═════ Exercise data

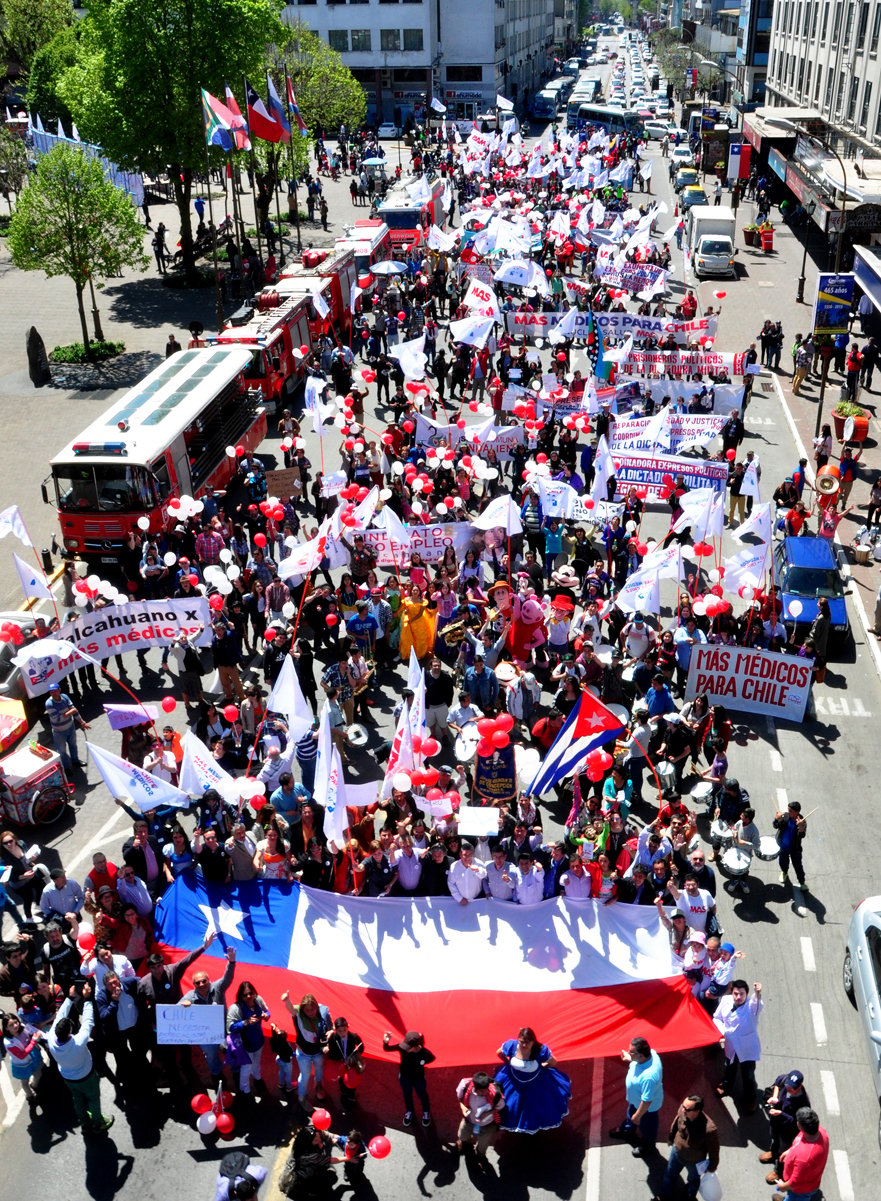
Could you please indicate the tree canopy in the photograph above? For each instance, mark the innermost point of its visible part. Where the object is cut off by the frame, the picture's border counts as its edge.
(72, 221)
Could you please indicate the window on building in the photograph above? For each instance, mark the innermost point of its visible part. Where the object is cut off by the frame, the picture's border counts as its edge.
(465, 75)
(867, 106)
(863, 24)
(852, 97)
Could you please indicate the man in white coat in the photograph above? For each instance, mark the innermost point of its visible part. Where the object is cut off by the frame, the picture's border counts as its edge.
(737, 1020)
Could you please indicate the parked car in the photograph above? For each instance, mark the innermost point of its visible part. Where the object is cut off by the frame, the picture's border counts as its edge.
(861, 975)
(805, 571)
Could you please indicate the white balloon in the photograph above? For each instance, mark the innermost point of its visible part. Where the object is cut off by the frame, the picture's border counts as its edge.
(207, 1123)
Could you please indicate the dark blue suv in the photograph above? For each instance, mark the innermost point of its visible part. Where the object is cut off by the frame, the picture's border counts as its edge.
(805, 569)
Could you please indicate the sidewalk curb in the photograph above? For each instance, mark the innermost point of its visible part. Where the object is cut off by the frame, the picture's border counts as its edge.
(871, 641)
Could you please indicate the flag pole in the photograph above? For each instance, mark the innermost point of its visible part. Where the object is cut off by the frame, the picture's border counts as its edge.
(217, 297)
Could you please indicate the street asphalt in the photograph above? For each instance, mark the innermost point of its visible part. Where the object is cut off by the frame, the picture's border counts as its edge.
(827, 763)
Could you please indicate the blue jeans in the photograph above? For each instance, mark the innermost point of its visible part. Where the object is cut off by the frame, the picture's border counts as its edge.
(66, 746)
(673, 1171)
(647, 1128)
(309, 1063)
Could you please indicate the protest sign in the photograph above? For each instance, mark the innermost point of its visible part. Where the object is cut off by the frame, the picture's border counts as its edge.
(750, 681)
(682, 363)
(431, 542)
(117, 629)
(648, 471)
(190, 1025)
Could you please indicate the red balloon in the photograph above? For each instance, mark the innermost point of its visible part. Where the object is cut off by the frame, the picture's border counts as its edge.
(226, 1123)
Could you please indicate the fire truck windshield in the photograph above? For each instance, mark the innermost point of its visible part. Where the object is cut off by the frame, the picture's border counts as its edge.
(105, 488)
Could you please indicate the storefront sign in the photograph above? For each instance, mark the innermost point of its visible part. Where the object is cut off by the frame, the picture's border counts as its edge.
(750, 681)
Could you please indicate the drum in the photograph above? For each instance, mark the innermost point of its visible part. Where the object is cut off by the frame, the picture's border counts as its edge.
(666, 774)
(735, 861)
(702, 792)
(466, 744)
(720, 834)
(604, 651)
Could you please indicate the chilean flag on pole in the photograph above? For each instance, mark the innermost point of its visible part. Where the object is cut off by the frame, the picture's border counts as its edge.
(261, 123)
(595, 975)
(588, 726)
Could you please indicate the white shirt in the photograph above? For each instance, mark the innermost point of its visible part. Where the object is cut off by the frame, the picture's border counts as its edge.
(466, 883)
(696, 908)
(739, 1027)
(528, 889)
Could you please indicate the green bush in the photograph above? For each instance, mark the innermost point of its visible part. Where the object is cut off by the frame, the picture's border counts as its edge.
(77, 353)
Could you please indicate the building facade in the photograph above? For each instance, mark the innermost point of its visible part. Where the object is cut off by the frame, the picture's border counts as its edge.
(463, 52)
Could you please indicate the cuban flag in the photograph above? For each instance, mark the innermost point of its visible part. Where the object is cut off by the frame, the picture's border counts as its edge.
(597, 974)
(277, 109)
(294, 109)
(259, 120)
(589, 726)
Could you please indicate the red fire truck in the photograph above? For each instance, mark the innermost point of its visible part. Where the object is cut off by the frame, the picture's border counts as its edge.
(409, 220)
(329, 273)
(277, 339)
(166, 437)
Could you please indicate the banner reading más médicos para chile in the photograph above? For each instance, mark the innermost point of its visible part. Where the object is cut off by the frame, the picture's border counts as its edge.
(750, 680)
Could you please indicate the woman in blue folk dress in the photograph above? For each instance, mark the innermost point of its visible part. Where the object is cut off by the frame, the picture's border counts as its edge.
(537, 1094)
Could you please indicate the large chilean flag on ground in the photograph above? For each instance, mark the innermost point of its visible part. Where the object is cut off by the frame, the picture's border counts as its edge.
(591, 977)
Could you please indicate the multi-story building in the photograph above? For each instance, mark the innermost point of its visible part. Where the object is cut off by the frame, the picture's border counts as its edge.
(463, 52)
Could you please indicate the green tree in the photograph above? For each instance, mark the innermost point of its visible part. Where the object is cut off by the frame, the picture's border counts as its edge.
(47, 69)
(135, 88)
(72, 221)
(13, 163)
(30, 24)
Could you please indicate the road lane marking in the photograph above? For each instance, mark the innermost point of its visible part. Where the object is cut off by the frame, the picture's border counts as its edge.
(594, 1149)
(808, 960)
(827, 1079)
(843, 1171)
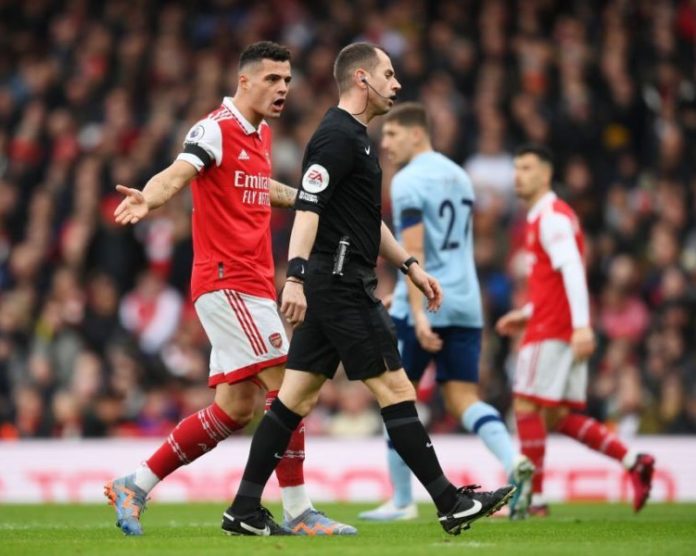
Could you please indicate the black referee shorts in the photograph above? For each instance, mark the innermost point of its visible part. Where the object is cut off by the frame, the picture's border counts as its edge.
(345, 323)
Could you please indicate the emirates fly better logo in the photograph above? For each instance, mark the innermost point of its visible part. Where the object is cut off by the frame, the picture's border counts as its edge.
(276, 340)
(315, 179)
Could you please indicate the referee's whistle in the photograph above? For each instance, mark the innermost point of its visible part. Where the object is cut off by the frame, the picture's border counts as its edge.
(340, 258)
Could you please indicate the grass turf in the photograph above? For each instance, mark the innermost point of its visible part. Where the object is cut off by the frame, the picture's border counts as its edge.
(190, 529)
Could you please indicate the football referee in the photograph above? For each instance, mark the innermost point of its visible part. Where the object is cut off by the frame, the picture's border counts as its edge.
(329, 297)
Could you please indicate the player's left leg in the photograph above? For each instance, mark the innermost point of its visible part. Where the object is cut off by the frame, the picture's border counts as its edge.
(298, 394)
(597, 437)
(458, 372)
(484, 420)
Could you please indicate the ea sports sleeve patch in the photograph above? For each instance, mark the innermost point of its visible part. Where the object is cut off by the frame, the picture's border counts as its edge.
(411, 217)
(329, 159)
(203, 145)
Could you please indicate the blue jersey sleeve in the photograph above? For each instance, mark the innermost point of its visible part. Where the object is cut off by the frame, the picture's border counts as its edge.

══════════

◆ Requirement
From the first line to the last, write out the data exactly, omitting any pictures.

◆ Result below
Could you please indicate the tree canopy in the photograph above? For each instance, mark the innermost point of its visible part. Where the object is cut off by the frame, the picture's border counts as its edge.
(72, 221)
Could you please indicate the window on building in the photograph above? For each instance, mark the innermost point of its visible part. Where the object is cut off by the frame, the picture's border counts as its edge.
(465, 75)
(867, 106)
(863, 24)
(852, 97)
Could you please indicate the man in white coat in the photograph above? For each instance, mark the innermost point of its visible part. Where the object is cut off by the frame, the picture's border counts as its edge.
(737, 1020)
Could you please indicate the parked car in the photograph above? For each instance, mark the innermost point of its visible part. Where the object is cut off by the frame, the picture's border counts as its edge.
(861, 975)
(805, 571)
Could you please indicate the white balloon in the photograph above? For each instance, mark the innermost point of its visible part. Where the object is cut off by the frame, the picture's border counts as its edge.
(207, 1123)
Could you please indicate the dark blue suv in the photograph above? For each instance, mark the innermost point of its visible part. Where the object is cut off by the frame, the picture's border counts as its edge.
(805, 569)
Could you please indicate the sidewalk curb in the photograph above? For each instance, mark the innermost point of its visible part. Where the object is cut off by the frame, the picture's border counts as its edge.
(871, 641)
Could you please indicate the flag pole in the photograph above? For each instance, mark the innermost point of its visible part. Where the object is cut off by the frame, the picture's border counts as its edge.
(217, 297)
Could you please indicate the street asphalt in the photograph above? For each instance, mark the innermost point of its visible part. Where the object is cut off by the frame, the picture's border counts as its edge.
(827, 763)
Could you please indicate the blue jeans in the photograph above? For each instance, mark the innermost point of its visible part. Where the object is cut off by the frame, the picture's border counts as its edge.
(66, 746)
(673, 1171)
(647, 1128)
(309, 1063)
Could you please indicate the protest sign in the photograph above? For each instance, mark the innermost point of its visible part. Where the object is cut off by the frame, the picture's border counts as its edge.
(750, 681)
(682, 363)
(431, 542)
(117, 629)
(648, 471)
(190, 1025)
Could you please indicate the red balloon in the photograph above? For each instance, mark the innermost point of its visible part. Where the object is cut off by the frame, the picture's border counts as its edge.
(226, 1123)
Could you please indicate the fire truck windshield in the photograph above? For each instance, mark the innermost point of its visible part. Where the object is cut off by the frame, the picture's border counts as its edge.
(105, 488)
Could you please indicate the storefront sign in the photograph above? For each instance, mark the innermost point of its visible part. Where the object is cut off by the frame, the picture's border counts as its edge.
(750, 681)
Could you please indicate the drum in the photograph above? For each instance, mark the innermost point of its visible part. Where the object is cut off by the frame, the picture's border counts as its edge.
(666, 774)
(735, 861)
(702, 792)
(466, 744)
(720, 834)
(604, 651)
Could you please indicate the chilean flag on pole in the photograph above? For each instance, mark the innermost point of its visible part. Where the object is cut off by the frame, the picture's border counts as its edge.
(261, 123)
(595, 975)
(588, 726)
Could you please indicate the white shirt in the photograph above? For each instance, mark the innermost point of its visible part. Where the object is cut off by the frame, the picture's border counts as its edge.
(466, 883)
(696, 908)
(739, 1027)
(528, 889)
Could you please indicate the green bush in the photograph above? For each instance, mark the innermost point of its visible part. Where the object is cut off by the frame, the picture's border counts as its edge.
(77, 353)
Could you please indicate the building facade in the photograph above? For each instance, mark the innermost point of its visible part. Where the object is cut off by the frame, the picture's border counts as its edge.
(463, 52)
Could you please indicate the cuban flag in the photograph above? For each instance, mark the innermost point of its visible part. Where the object is cut off by the frame, the picture's border counts as its edge.
(597, 974)
(277, 109)
(294, 109)
(259, 120)
(589, 726)
Could you please indicate the red fire truck in the photograph above? For each instance, mark the innermost point of its visible part. Where the object is cut off by the frame, the picture's border counts as its edge.
(409, 220)
(329, 273)
(277, 339)
(166, 437)
Could you please indicate the banner reading más médicos para chile in the photograph above? For each instance, mark the innermost point of its visible part. Where the object is cut off by the frame, the picture's border counts as its edge.
(750, 680)
Could you please indicate the woman in blue folk dress in the photograph above? For each instance, mark the innermost point of its visible part. Where the object is cut off by the frame, the picture's border counts as its edge.
(537, 1094)
Could you please indicate the large chilean flag on ground in the photograph above? For each instance, mark the innermost point of its visible part. Where the object is cut off by the frame, the picture's border counts as its edge.
(591, 977)
Could you please indicate the multi-story building in the photograph above? For each instance, mark the innermost point of its visible part. Where the object is cut off by the frame, the picture's border counts as its edge.
(463, 52)
Could you please indicate the green tree in the photograph above? For each instance, mark the innermost point of its visible part. Where the object is cut off by the frame, the picture's border counts as its edge.
(47, 69)
(135, 88)
(72, 221)
(13, 163)
(30, 24)
Could you please indicate the road lane marking in the photograph above? For each instance, mark the innermost point of its visible part. Where the object is cut off by the frame, the picture's border counts as its edge.
(594, 1149)
(808, 960)
(827, 1079)
(843, 1171)
Could you please indicate the black referee shorts in the photograph above? For each instance, mark the innermost point of its visible part. Where the object is cut off by the frame, the picture's border counts as its edge.
(345, 323)
Could you please indicate the emirates fly better logo in the photograph above? For each instance, mark the innermost point of its visible part. Where the object is cut off by the frame, the picture's border counts as its edge.
(276, 340)
(315, 179)
Could you please indicate the referee's whistle in the photograph above? For each instance, mark the innermost point of its visible part. Where the object is cut off by the frame, the picture's border counts as its edge.
(340, 258)
Could you please indicate the grass turf in the photograph above? For each instance, mark the innermost point of its visible part. Where the object is cut off by the frame, the picture's border counts as its edge.
(190, 529)
Could you please indicate the football referee in the photograph above? For each instance, mark the innermost point of its visible part. Where the object is cut off by the frame, the picture's border counts as its edge.
(329, 297)
Could you please indicate the player's left leg in the photograph above? For each instance, mark the innermost point of its visible part. Where the object is cut off by the frame, the picture's border counts as its edge.
(298, 394)
(597, 437)
(458, 372)
(484, 420)
Could you please indicate the ea sports sleeve patch in the photograph above? For each instance, mark the innermost point of its visible part. Where the object is cut off by the frame, the picture's border counts as its edge.
(411, 217)
(329, 159)
(203, 145)
Could you please indicate the blue jersey sleeve in the photograph above? For each instance, mark the innermost point of its visible part. Where the object is cut off by the frame, the picture's border counts as its edge.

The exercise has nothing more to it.